■ **DATA LISTING**
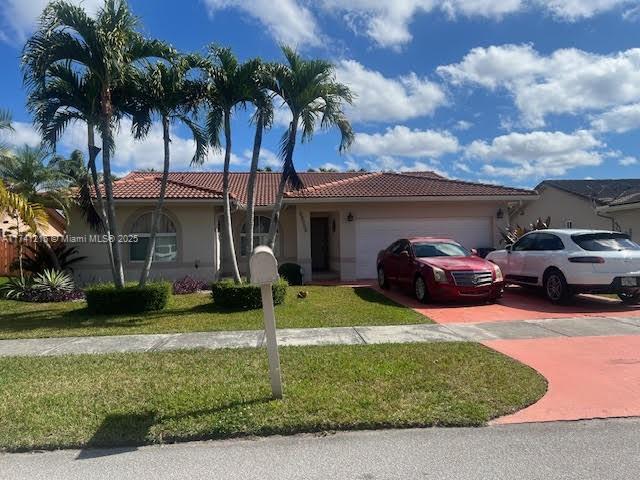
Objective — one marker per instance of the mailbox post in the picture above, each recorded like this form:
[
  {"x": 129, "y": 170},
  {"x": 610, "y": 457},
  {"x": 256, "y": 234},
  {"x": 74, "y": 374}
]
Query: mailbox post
[{"x": 264, "y": 272}]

■ **WHAT IS EXPECTED**
Once the pictures are set aside, output all of the data above verbatim.

■ **ANSWER TO THIS TASK**
Objective — one marker per instance of the mailbox post in the picture above, each recorded like this form:
[
  {"x": 129, "y": 170},
  {"x": 610, "y": 457},
  {"x": 256, "y": 234},
  {"x": 74, "y": 374}
]
Query: mailbox post
[{"x": 264, "y": 272}]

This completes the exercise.